_Aim of the task:_
Copy out the stretch of entries from the line containing "of the pink" through the line containing "[(336, 133)]", both included, reproducing each line verbatim.

_Records provided:_
----------------------------------------

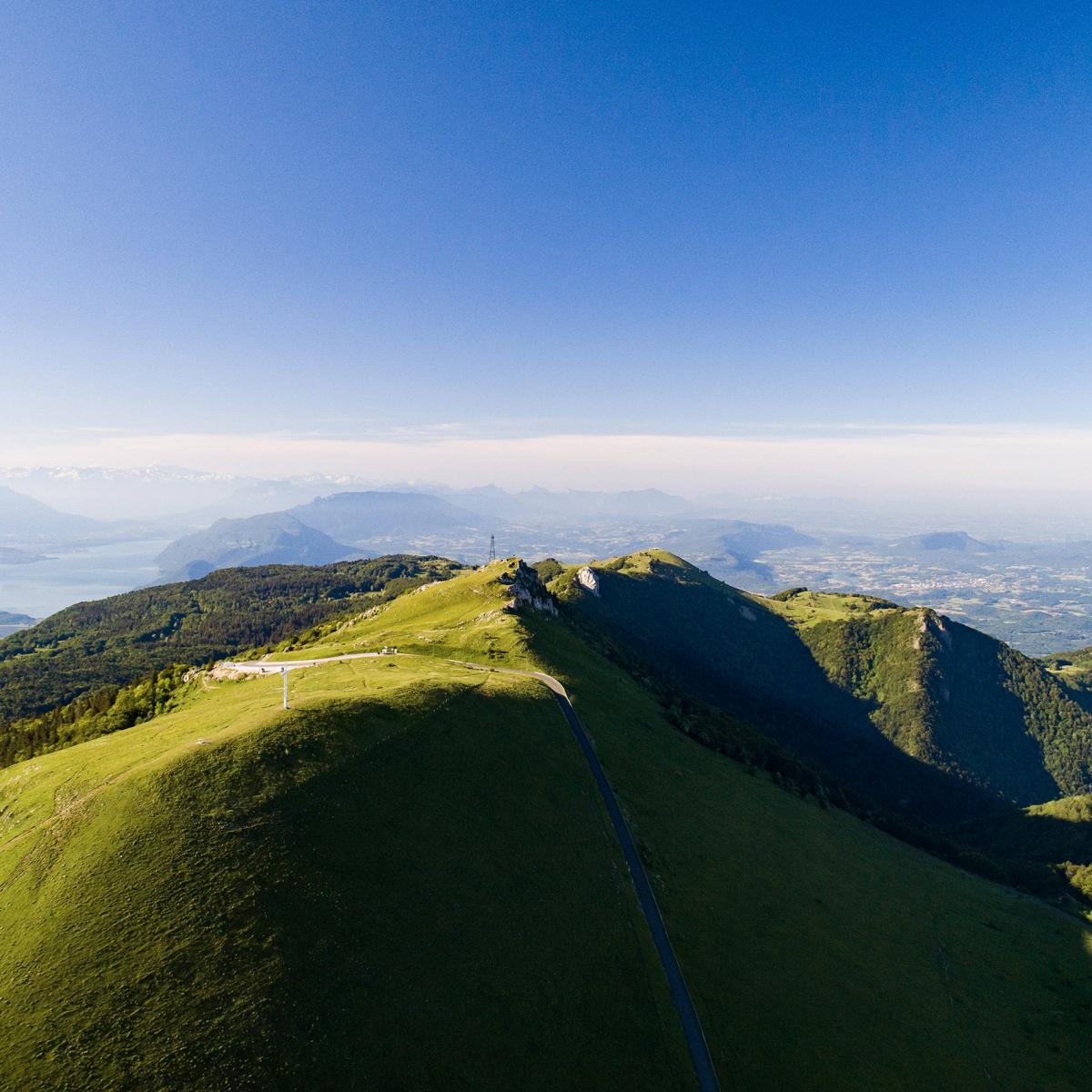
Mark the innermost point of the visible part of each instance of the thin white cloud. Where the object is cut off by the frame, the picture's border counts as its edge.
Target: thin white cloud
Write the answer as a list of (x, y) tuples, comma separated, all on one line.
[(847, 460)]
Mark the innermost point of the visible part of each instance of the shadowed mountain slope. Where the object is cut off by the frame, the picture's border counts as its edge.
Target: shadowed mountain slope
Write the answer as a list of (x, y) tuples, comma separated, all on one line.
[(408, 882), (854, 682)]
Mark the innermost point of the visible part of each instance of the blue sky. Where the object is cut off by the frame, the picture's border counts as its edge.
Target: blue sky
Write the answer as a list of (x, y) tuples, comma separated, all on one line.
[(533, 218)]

----------------------------------------

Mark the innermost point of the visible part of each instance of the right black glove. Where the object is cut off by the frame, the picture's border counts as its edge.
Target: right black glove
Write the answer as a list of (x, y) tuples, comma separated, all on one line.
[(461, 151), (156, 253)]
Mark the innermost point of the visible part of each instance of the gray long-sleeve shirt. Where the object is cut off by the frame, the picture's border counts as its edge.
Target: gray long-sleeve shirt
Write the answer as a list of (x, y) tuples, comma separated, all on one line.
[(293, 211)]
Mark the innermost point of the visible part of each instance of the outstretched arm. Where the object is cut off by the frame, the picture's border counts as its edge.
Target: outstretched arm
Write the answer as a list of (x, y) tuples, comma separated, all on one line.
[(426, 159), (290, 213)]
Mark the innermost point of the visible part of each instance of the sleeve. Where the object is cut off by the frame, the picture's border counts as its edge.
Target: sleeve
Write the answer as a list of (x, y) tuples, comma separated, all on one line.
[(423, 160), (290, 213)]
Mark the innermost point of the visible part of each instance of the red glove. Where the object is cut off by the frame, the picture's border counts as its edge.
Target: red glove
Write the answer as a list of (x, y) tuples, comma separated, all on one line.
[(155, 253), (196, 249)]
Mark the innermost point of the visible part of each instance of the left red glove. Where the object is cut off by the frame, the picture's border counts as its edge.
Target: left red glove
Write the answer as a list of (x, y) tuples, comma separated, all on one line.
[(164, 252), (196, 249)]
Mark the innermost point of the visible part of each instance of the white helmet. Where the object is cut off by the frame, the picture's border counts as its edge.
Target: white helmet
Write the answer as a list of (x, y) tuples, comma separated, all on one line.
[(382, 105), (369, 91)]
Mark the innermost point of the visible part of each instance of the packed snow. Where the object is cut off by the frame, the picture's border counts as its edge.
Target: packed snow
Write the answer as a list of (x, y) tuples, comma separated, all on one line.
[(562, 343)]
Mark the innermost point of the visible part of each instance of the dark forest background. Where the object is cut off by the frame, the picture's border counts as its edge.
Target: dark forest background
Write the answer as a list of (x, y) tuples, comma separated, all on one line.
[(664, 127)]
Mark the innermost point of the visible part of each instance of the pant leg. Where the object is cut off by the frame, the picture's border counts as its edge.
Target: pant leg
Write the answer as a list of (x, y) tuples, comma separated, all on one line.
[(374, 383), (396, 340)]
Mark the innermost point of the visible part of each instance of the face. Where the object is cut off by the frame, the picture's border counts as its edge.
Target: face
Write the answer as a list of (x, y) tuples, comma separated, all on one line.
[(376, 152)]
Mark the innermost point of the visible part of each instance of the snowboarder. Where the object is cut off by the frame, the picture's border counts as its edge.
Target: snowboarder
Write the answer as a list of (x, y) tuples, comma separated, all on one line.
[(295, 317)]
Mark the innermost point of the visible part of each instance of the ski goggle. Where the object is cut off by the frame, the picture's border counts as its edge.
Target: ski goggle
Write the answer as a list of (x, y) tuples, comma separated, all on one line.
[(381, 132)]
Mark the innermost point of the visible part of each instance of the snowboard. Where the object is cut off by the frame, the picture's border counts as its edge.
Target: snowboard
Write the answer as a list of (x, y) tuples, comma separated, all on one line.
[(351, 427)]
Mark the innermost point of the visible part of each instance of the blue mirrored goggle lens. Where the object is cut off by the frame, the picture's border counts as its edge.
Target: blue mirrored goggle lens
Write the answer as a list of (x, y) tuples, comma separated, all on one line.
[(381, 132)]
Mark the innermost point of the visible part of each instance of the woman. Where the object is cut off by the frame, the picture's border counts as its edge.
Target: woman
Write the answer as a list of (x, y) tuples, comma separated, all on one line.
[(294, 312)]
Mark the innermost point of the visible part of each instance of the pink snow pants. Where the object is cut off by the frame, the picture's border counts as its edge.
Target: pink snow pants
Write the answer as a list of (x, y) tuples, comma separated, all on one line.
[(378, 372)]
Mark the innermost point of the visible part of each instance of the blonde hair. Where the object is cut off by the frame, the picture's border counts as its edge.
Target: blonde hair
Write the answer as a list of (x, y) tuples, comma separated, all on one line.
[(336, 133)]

----------------------------------------

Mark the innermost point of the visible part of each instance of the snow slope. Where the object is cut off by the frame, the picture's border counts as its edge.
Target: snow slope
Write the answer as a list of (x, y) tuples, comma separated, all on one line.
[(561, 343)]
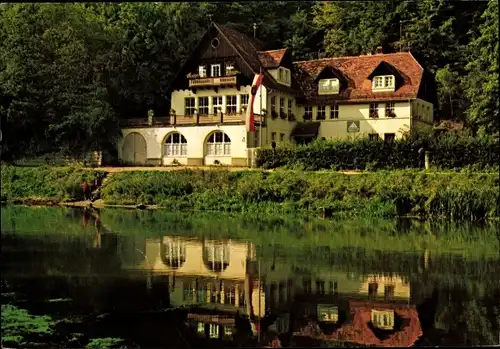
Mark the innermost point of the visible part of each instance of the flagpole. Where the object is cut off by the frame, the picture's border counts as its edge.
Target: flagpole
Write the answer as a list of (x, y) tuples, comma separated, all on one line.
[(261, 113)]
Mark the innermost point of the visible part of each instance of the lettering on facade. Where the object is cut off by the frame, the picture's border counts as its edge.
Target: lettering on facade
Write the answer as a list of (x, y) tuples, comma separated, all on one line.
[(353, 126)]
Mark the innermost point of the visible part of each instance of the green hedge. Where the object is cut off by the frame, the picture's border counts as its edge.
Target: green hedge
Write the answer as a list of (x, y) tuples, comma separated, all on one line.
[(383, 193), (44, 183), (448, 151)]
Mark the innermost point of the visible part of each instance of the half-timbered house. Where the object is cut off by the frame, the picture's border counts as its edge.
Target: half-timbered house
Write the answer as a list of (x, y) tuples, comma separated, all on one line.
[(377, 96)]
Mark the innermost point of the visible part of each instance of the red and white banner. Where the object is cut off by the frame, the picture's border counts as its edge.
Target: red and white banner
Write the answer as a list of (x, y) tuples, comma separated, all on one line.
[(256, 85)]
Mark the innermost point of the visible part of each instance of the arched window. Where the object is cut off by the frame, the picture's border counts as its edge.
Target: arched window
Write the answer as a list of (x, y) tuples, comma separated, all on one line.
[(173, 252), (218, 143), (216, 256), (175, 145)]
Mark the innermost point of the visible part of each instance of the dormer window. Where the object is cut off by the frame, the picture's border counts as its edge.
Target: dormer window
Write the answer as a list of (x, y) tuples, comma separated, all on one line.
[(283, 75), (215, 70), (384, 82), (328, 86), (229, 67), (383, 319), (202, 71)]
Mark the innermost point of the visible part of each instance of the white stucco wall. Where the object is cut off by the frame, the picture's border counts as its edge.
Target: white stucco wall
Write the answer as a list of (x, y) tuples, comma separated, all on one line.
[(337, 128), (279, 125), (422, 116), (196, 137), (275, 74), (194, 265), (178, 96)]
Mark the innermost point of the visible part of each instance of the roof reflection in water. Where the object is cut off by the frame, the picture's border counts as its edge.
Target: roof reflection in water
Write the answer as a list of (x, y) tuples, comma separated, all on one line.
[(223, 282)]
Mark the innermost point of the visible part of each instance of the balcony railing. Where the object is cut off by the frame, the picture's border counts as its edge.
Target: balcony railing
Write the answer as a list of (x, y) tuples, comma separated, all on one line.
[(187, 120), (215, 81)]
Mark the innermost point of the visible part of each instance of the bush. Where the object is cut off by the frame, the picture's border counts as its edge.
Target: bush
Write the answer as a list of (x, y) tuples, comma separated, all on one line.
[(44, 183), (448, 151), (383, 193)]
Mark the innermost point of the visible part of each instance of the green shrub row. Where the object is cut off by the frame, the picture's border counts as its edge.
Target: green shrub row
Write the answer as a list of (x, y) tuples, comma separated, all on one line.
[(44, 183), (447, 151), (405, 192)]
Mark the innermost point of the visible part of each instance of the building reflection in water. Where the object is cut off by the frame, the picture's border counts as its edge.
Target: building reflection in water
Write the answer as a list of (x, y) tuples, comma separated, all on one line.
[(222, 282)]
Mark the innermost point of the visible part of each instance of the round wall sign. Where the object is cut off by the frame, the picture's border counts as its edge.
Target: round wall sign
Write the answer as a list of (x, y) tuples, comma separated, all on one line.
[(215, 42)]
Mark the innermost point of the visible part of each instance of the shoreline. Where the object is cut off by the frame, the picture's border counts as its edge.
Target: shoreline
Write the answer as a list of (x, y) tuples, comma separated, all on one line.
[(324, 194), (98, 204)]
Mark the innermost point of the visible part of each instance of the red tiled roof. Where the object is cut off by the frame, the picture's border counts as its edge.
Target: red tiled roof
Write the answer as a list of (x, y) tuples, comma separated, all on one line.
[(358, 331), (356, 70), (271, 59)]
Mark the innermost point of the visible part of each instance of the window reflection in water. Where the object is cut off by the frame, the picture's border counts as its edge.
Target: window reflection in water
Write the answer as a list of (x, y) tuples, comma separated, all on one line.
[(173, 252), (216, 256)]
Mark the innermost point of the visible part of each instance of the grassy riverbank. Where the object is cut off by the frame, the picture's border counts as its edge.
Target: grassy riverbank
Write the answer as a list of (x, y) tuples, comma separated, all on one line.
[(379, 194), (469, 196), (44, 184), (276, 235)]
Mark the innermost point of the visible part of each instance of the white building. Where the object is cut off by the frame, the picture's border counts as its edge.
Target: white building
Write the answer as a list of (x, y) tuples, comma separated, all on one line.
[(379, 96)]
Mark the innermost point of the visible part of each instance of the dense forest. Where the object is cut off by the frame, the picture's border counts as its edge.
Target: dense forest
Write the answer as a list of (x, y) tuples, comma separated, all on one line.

----------------------------------------

_Worked answer:_
Mark the innermost point of the visible part of each instance of the pink snow pants. Where the object is cut off by the frame, the picture's border counts as its edge.
Target: pink snow pants
Write the answer as a list of (x, y) tuples, comma separated, all on one line.
[(378, 372)]
Mark the innermost point of the visible part of each instance of the blonde hair. Where the object is cut off by the frame, the picture's border counts as its edge.
Target: blonde hair
Write the answer as a list of (x, y) tuples, comma separated, all on one line.
[(336, 133)]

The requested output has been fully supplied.